Assignment: The response must contain every line below in which "Please" appears.

Data extracted from a collection:
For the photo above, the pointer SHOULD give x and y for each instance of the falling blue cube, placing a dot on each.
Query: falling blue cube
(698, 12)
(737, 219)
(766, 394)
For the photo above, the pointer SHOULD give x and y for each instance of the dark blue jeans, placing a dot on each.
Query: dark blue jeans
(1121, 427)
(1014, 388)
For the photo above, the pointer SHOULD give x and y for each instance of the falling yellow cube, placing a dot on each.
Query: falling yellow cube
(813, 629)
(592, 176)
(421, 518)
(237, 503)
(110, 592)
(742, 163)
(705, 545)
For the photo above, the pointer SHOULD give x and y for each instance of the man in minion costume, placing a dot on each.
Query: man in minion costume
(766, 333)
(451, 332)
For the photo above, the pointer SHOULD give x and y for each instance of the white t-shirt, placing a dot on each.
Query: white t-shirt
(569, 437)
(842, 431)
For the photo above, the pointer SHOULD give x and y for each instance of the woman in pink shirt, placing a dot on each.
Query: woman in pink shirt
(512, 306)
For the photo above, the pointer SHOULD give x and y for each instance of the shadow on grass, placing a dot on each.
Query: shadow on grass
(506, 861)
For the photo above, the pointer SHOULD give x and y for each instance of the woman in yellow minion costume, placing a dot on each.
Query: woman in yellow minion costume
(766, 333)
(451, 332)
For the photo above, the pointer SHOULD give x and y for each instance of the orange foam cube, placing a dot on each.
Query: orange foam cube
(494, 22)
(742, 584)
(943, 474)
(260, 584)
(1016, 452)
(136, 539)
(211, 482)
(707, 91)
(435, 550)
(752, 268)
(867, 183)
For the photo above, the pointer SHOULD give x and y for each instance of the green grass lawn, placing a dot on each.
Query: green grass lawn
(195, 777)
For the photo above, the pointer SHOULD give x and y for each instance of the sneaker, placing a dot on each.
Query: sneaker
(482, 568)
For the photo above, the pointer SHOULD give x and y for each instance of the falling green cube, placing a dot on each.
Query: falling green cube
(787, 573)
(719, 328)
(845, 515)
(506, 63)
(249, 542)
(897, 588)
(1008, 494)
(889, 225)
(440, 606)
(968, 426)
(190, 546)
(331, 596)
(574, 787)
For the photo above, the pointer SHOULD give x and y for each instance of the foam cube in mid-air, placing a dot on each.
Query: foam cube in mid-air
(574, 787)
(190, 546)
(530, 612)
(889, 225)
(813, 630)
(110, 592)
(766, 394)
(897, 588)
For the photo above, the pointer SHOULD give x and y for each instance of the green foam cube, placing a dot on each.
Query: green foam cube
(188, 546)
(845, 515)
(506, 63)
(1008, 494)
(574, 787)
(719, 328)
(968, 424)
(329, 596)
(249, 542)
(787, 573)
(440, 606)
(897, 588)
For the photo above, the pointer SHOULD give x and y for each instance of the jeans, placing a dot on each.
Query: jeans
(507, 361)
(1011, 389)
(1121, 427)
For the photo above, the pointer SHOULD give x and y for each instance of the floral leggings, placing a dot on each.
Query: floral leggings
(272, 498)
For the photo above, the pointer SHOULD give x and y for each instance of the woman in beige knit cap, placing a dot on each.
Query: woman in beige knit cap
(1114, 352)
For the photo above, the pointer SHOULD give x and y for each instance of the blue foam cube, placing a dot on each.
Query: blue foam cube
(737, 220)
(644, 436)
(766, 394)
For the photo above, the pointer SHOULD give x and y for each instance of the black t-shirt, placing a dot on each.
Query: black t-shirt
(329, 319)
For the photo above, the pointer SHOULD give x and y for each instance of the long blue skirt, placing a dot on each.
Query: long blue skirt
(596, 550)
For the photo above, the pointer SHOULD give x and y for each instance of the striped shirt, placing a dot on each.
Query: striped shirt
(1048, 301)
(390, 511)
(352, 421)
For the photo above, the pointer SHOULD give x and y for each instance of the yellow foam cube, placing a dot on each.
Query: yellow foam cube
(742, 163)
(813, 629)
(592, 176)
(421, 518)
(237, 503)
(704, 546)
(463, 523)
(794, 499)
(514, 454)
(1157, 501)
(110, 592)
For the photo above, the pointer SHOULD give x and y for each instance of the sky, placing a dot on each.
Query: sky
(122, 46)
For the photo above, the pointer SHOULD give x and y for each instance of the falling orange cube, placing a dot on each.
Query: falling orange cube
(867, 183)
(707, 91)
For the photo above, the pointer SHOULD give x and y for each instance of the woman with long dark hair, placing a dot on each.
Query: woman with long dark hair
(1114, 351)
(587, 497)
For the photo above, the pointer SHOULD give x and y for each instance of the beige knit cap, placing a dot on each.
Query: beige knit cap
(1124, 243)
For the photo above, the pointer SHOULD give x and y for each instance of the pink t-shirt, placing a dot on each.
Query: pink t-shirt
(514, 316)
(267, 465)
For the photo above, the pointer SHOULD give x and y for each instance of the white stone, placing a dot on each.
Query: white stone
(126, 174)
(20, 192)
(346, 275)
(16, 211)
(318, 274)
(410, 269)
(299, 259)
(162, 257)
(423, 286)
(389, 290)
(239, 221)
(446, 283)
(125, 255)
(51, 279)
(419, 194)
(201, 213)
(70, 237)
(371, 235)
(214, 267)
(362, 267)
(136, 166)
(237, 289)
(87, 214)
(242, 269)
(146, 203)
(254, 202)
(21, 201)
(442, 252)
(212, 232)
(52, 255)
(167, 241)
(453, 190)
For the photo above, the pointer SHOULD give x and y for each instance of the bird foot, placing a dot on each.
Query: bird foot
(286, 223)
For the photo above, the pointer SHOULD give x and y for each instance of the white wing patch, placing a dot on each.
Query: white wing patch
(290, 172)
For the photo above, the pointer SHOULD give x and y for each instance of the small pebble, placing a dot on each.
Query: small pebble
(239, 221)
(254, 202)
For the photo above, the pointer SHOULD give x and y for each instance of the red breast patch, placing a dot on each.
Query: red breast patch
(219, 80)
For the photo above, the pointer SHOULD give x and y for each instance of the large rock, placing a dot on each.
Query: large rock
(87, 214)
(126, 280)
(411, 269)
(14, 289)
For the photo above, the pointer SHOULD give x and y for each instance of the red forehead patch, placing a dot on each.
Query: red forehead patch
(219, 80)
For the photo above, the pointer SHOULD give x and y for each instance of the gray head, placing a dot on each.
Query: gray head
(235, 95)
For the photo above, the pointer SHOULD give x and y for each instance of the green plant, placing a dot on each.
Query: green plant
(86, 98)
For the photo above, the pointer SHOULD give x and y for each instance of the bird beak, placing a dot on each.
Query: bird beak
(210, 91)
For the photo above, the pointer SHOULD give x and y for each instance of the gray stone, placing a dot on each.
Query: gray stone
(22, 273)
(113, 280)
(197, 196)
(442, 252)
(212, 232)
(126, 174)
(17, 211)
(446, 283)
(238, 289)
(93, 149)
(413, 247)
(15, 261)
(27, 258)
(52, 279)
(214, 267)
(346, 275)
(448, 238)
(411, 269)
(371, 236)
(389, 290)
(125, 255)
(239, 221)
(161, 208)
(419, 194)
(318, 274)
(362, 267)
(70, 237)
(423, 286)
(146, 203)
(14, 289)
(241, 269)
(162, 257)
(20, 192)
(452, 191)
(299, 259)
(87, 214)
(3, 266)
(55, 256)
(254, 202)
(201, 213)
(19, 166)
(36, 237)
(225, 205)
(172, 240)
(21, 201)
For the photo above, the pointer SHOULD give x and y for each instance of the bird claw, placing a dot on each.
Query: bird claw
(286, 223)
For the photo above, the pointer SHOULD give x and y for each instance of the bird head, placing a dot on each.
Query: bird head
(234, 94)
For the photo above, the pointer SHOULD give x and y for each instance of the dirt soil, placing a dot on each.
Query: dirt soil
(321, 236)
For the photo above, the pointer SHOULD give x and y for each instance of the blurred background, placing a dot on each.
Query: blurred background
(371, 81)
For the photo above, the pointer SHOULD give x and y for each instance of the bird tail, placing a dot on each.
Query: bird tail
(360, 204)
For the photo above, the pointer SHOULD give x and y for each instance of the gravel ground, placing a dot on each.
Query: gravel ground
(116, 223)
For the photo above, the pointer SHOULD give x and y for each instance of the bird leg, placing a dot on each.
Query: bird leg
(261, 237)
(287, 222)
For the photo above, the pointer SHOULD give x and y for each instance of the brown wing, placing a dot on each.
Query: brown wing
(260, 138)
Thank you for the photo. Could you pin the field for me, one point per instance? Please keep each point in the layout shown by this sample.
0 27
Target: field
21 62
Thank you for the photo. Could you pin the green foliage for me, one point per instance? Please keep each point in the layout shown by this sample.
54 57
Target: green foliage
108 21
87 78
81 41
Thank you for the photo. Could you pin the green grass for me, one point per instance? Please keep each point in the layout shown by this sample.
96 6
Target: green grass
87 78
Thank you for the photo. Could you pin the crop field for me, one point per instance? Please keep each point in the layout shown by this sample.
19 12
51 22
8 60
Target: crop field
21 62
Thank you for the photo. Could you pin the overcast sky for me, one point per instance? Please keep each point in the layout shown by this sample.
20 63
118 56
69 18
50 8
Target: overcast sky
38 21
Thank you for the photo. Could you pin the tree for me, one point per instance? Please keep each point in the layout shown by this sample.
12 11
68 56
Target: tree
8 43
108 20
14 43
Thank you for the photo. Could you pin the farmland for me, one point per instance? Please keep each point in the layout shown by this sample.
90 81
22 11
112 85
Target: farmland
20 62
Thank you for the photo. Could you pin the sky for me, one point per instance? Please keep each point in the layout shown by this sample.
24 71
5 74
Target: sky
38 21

Exercise response:
Thank you for the photo. Could you pin the field for me, one point per instance? Please keep each point in the layout shown by this sample.
Thank you for the photo. Could you pin the green foliage for me, one point per instance? Please keep each point in the layout shown by this sample.
Thank you for the photo. Could you pin the green grass for me, one point per instance? Please keep each point in the layout shown by this sample.
Thank you for the photo. Could you pin the crop field for me, one point per instance? Please keep each point in the layout shown by this sample.
Thank you for the photo. Could you pin the overcast sky for me, one point per instance? Please keep each point in the layout shown by this sample.
Thank you for the photo. Could you pin the tree for me, one point per instance? Please keep each point in the layout shown by this sample.
Thank you for the photo. Could you pin the farmland for me, one point per instance? Please keep each point in the layout shown by this sample.
Thank you for the photo. Could you pin the sky for me, one point per instance? Please keep each point in the layout shown by this sample.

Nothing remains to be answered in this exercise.